▶ [Tasks for this exercise]:
1) In the Tanh unit test code, what tolerance does the assertion for Tanh(0) use?
2) Extend the Tanh unit test code, picking up right after its last line.

▶ [Excerpt to read]:
Once you implement the Tanh forward method above, run this cell to test it:
"""

# %% nbgrader={"grade": true, "grade_id": "test-tanh-immediate", "locked": true, "points": 10, "schema_version": 3, "solution": false, "task": false}
def test_unit_tanh_activation():
    """Unit test for the Tanh activation function."""
    print("🔬 Unit Test: Tanh Activation...")

# Create Tanh instance
    tanh = Tanh()

    # Test with zero (should be 0)
    test_input = Tensor([[0]])
    result = tanh(test_input)
    expected = 0.0
    
    assert abs(result.data[0][0] - expected) < 1e-6, f"Tanh(0) should be 0, got {result.data[0][0]}"
    
    # Test with positive and negative values
    test_input = Tensor([[-2, -1, 0, 1, 2]])
    result = tanh(test_input)
    
    # Check that all values are between -1 and 1
    assert np.all(result.data > -1), "Tanh output should be > -1"
    assert np.all(result.data < 1), "Tanh output should be < 1"
    
    # Test antisymmetry: tanh(-x) = -tanh(x)

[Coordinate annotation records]
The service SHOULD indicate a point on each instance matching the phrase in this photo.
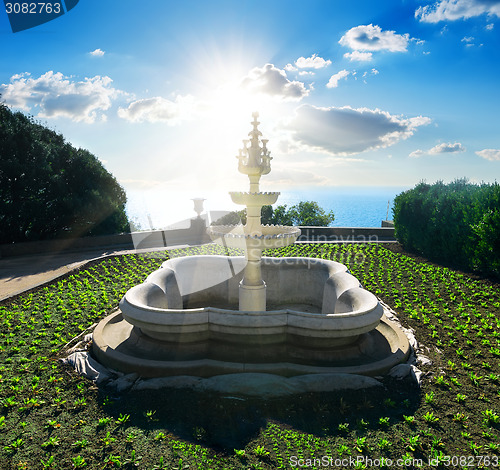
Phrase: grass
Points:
(52, 418)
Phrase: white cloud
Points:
(489, 154)
(449, 147)
(334, 79)
(372, 38)
(158, 109)
(346, 131)
(55, 95)
(97, 53)
(457, 9)
(358, 56)
(273, 81)
(313, 62)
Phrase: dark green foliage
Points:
(457, 223)
(305, 213)
(49, 189)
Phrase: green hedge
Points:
(457, 223)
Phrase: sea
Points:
(353, 206)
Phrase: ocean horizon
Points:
(353, 206)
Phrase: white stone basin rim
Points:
(254, 199)
(156, 306)
(112, 334)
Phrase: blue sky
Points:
(383, 93)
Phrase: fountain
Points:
(208, 316)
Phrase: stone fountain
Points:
(254, 161)
(208, 316)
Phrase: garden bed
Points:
(52, 418)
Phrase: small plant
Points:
(15, 445)
(343, 428)
(81, 444)
(384, 422)
(460, 397)
(409, 419)
(260, 451)
(413, 443)
(430, 418)
(113, 460)
(384, 444)
(80, 402)
(362, 424)
(475, 379)
(389, 403)
(133, 460)
(150, 415)
(50, 462)
(161, 465)
(52, 423)
(240, 453)
(490, 417)
(103, 421)
(475, 448)
(361, 445)
(108, 440)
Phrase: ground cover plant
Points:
(456, 223)
(52, 418)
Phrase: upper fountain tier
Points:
(254, 160)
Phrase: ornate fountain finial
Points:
(254, 160)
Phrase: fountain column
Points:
(254, 160)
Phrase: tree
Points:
(49, 189)
(305, 213)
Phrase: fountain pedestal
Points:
(254, 161)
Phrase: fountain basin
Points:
(173, 323)
(181, 302)
(254, 199)
(270, 236)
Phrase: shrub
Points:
(49, 189)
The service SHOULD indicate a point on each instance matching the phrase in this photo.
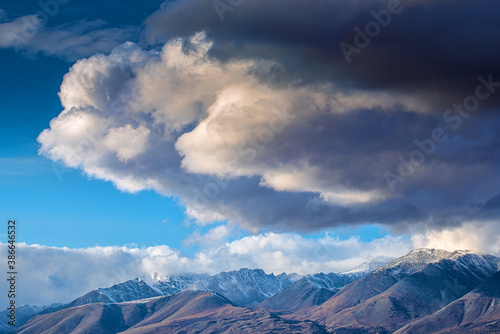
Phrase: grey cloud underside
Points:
(430, 46)
(328, 164)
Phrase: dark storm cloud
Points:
(435, 47)
(406, 133)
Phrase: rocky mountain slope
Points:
(425, 291)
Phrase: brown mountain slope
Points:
(185, 312)
(476, 312)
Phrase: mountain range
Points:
(425, 291)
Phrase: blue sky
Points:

▶ [Answers to each task]:
1) 1e-6

2)
    x_val = 1.5
    pos_result = tanh(Tensor([[x_val]]))
    neg_result = tanh(Tensor([[-x_val]]))
    antisymmetry_check = abs(pos_result.data[0][0] + neg_result.data[0][0])
    assert antisymmetry_check < 1e-6, "Tanh should be antisymmetric"
    
    # Test with 2D tensor
    matrix_input = Tensor([[-1, 1], [0, 2]])
    matrix_result = tanh(matrix_input)
    assert matrix_result.shape == matrix_input.shape, "Tanh should preserve shape"
    
    # Test extreme values (should not overflow)
    extreme_input = Tensor([[-100, 100]])
    extreme_result = tanh(extreme_input)
    assert not np.any(np.isnan(extreme_result.data)), "Tanh should handle extreme values"
    assert not np.any(np.isinf(extreme_result.data)), "Tanh should not produce inf values"
    
    # Test that extreme values approach ±1
    assert abs(extreme_result.data[0][0] - (-1)) < 1e-6, "Tanh(-∞) should approach -1"
    assert abs(extreme_result.data[0][1] - 1) < 1e-6, "Tanh(∞) should approach 1"
    
    print("✅ Tanh activation tests passed!")
    print(f"✅ Outputs correctly bounded between -1 and 1")
    print(f"✅ Antisymmetric property verified")
    print(f"✅ Zero-centered (tanh(0) = 0)")
    print(f"✅ Handles extreme values correctly")

# Run the test
test_unit_tanh_activation()

# %% [markdown]
"""
## Step 4: Softmax - Probability Distributions

### What is Softmax?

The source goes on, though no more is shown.